● **Exercise prompt**
The lines to reproduce run from the one containing "Review step: verify that every instance of the coastal" through the end of the records below. Reproduce them exactly and add nothing.
(Information shown Opens)
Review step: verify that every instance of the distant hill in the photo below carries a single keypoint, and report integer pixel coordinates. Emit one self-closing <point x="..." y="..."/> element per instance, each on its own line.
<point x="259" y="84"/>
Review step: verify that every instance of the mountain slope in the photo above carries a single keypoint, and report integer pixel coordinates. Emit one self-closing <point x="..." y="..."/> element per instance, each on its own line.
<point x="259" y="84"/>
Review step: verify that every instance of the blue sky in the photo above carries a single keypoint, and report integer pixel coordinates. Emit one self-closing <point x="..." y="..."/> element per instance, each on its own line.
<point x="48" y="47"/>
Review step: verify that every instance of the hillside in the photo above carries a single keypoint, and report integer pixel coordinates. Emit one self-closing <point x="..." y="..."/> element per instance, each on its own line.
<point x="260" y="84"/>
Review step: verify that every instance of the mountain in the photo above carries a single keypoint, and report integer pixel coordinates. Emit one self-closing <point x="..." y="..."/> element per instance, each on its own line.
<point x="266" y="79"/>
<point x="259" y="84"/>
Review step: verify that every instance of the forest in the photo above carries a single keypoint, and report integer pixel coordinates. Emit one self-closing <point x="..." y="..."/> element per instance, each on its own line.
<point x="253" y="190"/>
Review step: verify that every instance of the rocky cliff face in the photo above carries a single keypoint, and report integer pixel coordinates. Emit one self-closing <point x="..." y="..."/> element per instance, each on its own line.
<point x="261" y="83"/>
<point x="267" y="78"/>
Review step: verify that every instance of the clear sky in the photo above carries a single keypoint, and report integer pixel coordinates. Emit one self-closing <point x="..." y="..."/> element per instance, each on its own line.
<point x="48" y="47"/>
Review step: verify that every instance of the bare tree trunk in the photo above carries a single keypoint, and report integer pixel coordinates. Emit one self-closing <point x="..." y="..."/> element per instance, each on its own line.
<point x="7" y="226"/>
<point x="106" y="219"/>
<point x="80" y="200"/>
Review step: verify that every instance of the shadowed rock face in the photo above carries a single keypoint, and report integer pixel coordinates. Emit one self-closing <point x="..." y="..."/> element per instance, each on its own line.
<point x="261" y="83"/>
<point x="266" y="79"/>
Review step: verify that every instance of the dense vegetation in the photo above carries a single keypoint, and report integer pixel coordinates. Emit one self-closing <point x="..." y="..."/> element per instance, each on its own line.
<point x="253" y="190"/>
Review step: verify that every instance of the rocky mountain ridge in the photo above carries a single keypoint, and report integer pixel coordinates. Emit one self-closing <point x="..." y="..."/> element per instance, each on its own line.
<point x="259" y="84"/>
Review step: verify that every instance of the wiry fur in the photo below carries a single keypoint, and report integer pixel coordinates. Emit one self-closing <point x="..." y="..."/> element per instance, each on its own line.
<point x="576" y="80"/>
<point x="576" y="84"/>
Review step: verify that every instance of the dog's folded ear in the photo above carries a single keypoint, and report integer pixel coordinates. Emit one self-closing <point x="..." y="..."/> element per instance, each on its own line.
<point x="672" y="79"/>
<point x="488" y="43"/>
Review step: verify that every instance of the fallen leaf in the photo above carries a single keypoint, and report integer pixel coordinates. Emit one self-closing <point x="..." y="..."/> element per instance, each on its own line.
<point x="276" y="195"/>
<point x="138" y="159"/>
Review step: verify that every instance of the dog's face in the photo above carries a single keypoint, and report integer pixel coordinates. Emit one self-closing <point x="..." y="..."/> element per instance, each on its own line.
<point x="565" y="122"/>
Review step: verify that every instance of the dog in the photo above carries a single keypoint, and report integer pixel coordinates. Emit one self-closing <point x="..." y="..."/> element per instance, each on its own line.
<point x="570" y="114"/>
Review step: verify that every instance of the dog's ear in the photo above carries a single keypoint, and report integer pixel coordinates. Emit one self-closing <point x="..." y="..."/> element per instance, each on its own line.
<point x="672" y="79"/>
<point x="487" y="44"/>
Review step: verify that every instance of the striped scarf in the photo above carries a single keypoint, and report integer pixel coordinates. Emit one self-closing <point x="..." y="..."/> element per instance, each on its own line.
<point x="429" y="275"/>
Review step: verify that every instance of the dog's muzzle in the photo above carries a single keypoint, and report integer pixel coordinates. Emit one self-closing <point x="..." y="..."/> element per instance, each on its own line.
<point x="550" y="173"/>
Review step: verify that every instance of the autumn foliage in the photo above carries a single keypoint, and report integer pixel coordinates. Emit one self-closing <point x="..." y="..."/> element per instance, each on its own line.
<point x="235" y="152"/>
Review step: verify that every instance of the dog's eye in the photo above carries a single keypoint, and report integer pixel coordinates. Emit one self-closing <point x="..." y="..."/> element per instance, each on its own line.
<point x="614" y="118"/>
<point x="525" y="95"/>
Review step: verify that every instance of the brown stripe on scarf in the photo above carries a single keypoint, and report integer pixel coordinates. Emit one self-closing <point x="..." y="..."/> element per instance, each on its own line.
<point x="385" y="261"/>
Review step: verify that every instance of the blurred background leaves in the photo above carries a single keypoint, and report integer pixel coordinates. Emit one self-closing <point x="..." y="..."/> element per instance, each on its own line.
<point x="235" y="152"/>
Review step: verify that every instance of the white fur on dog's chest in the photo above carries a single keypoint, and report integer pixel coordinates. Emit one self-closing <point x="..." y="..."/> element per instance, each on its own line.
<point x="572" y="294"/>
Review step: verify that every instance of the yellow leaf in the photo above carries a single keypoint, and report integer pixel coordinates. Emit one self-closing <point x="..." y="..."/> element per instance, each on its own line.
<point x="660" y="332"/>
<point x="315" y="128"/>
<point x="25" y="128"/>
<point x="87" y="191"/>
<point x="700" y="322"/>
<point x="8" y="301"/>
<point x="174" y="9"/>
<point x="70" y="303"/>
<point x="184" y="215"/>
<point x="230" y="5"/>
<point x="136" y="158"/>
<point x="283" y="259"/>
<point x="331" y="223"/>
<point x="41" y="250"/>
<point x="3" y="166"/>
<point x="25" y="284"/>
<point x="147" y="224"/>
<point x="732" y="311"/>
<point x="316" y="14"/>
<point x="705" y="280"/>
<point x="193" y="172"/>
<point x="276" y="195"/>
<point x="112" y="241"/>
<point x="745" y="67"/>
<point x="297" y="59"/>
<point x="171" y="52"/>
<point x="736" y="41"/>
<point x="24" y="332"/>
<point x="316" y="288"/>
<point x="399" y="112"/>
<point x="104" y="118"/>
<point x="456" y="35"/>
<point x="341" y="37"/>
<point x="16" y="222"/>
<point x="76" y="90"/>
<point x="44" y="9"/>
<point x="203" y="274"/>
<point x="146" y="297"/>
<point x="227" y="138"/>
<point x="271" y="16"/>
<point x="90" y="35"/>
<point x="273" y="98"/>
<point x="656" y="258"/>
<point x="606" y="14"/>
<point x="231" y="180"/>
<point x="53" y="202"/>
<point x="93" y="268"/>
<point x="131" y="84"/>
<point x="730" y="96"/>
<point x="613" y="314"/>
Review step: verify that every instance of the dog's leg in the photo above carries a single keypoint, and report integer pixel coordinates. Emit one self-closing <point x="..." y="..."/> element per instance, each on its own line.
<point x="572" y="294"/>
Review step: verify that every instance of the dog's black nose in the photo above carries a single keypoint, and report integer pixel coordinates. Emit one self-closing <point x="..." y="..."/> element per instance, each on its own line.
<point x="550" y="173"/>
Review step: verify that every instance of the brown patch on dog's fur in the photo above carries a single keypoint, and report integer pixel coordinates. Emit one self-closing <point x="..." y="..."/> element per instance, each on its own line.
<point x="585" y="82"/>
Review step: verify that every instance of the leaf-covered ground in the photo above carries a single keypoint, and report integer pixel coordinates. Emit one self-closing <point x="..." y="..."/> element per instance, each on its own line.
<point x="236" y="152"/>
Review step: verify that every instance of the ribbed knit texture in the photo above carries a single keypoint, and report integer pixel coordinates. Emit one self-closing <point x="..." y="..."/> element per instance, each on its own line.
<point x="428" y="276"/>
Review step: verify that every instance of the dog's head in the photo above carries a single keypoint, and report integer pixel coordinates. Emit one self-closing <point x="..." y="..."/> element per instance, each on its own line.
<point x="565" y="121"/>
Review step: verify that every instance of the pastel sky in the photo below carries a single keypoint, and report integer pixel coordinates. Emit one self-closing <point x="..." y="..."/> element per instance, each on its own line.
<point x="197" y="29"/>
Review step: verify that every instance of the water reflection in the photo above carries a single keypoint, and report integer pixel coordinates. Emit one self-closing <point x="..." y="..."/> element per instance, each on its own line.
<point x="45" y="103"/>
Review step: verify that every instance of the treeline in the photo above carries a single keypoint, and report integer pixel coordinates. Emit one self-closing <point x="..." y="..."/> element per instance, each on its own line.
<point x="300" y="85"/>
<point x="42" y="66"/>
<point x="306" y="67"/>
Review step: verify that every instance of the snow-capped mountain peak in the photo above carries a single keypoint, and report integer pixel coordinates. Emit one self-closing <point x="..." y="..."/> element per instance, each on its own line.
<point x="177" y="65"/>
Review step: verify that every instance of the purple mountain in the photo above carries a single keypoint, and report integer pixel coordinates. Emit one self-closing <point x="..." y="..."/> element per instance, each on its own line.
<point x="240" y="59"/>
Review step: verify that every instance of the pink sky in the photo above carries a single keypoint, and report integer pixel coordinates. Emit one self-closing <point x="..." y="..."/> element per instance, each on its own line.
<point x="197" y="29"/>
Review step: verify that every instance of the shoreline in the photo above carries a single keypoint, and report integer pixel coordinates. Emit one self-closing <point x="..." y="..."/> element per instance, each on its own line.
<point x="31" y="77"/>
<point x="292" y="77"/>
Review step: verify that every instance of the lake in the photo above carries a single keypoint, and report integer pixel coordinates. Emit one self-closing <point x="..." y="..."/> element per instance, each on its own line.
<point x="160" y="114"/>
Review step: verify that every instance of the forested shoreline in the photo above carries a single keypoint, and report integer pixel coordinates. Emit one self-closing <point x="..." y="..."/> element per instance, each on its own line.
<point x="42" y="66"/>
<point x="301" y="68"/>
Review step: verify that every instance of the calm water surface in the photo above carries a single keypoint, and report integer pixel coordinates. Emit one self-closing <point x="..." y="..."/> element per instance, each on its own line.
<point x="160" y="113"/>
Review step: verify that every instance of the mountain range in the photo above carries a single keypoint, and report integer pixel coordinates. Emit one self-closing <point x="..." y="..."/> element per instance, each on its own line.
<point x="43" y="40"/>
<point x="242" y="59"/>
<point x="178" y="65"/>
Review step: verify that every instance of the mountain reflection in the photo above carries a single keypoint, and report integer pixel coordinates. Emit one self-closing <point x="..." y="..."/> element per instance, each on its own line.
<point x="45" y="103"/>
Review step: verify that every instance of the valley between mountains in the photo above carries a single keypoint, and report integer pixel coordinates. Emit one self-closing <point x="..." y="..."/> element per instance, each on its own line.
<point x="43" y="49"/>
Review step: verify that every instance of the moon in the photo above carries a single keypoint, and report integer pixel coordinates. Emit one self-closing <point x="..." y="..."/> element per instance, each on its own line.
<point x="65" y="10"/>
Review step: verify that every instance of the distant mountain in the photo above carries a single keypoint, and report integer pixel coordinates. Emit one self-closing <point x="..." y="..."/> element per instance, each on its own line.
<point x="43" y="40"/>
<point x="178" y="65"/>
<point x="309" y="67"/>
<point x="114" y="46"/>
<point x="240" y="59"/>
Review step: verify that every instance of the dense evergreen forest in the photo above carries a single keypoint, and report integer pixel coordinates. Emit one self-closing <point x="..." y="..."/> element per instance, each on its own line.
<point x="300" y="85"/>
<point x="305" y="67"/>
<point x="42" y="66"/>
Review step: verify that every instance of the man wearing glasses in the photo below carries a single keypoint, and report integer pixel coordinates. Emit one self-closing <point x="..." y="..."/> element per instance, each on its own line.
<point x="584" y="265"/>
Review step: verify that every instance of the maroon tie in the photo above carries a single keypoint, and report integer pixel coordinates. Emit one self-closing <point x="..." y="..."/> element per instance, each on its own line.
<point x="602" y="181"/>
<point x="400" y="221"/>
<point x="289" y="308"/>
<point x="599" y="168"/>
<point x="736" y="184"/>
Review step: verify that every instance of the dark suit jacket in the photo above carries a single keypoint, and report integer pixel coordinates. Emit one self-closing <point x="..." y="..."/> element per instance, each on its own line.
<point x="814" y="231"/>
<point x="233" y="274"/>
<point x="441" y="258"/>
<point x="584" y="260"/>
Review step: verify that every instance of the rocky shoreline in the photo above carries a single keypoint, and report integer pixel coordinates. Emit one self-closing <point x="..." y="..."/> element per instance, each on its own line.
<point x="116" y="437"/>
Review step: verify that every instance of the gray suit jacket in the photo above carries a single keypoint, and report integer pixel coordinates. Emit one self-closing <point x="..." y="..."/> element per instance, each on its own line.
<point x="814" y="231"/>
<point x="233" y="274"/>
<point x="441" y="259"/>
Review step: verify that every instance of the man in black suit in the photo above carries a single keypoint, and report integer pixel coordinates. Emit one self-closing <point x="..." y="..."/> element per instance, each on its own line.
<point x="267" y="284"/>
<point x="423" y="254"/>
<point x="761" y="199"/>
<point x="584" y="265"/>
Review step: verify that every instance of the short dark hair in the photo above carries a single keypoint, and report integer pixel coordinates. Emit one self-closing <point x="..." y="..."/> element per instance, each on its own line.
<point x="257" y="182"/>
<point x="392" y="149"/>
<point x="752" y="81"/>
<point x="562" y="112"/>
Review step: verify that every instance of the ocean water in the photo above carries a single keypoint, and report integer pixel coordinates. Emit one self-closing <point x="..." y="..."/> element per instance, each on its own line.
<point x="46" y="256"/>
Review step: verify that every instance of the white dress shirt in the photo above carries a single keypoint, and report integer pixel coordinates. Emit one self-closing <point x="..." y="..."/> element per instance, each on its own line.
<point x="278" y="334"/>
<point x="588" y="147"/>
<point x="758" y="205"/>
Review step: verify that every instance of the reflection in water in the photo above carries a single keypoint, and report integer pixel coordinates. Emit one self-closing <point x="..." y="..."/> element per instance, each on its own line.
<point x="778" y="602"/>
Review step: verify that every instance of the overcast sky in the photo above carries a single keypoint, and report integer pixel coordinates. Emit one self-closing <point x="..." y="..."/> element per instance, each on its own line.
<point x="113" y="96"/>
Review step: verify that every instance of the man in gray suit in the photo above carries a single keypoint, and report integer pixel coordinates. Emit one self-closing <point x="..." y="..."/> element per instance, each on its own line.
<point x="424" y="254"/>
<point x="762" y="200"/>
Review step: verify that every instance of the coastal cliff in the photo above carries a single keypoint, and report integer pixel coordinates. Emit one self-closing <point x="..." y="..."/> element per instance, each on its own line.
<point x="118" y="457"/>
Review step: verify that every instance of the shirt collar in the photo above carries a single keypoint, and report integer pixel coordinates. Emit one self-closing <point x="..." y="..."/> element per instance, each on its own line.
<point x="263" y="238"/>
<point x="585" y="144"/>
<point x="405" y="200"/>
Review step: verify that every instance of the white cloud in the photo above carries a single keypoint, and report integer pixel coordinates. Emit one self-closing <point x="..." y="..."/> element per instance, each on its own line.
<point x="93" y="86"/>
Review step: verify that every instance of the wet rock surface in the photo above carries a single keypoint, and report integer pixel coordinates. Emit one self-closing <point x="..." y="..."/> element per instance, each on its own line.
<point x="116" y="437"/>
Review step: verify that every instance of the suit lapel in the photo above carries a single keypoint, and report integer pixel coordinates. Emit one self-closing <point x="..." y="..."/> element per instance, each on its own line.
(Information shown Closes)
● **Worked solution**
Review step: verify that every instance of the coastal cliff in the photo above carries a single keypoint, and report integer pixel coordinates. Emit one self-closing <point x="..." y="..."/> element per instance, each on its own line.
<point x="118" y="457"/>
Review step: verify that every instance of the shirt collar in the photo above carries a single keypoint, and report integer pixel coordinates. Emit one self-closing <point x="..." y="..."/> element per instance, each on its own line.
<point x="263" y="238"/>
<point x="585" y="144"/>
<point x="405" y="200"/>
Review step: verify that every instance of the white cloud in the photo above carries a single keypoint, and report integer pixel coordinates. Emit one self-closing <point x="..." y="..."/> element per instance, each on its own line.
<point x="93" y="86"/>
Review step: verify that every instance of the wet rock surface in the photo above carries a single keypoint, and report integer pixel coordinates. Emit one self-closing <point x="..." y="..."/> element per instance, each on its own line.
<point x="116" y="437"/>
Review step: verify that every instance of the suit lapel in the photo above carries a single keypoint, and report integer pixel coordinates. Emit one self-closing <point x="..." y="..."/> element per instance, each on its own line.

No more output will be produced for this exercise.